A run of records
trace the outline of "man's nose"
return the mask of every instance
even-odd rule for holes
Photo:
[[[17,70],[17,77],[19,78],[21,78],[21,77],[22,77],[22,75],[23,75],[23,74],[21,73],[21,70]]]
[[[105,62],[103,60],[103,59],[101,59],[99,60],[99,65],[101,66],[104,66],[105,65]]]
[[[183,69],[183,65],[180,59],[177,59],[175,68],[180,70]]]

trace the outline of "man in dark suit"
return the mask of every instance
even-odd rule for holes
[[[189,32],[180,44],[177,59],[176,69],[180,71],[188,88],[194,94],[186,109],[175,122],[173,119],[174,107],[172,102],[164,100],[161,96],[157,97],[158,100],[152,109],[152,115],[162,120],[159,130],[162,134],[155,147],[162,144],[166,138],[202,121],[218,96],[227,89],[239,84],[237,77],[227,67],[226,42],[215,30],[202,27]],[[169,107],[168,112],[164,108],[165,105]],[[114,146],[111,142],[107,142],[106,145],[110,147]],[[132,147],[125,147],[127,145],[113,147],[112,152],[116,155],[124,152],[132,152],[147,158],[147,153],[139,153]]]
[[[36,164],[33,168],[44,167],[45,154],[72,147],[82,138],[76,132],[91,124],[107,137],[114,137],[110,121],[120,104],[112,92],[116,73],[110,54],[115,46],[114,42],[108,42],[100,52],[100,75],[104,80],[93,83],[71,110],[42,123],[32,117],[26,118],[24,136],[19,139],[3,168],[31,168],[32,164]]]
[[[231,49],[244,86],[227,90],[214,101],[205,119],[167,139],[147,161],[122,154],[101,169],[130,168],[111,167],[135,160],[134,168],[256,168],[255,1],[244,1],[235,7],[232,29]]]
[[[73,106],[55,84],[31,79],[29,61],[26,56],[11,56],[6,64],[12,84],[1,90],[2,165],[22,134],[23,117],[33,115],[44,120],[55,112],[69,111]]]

▶ [Set problem]: Please find every line in the records above that contains the word "outline" and copy each of those lines.

▶ [Written answer]:
trace the outline of "man's nose"
trace the outline of "man in dark suit"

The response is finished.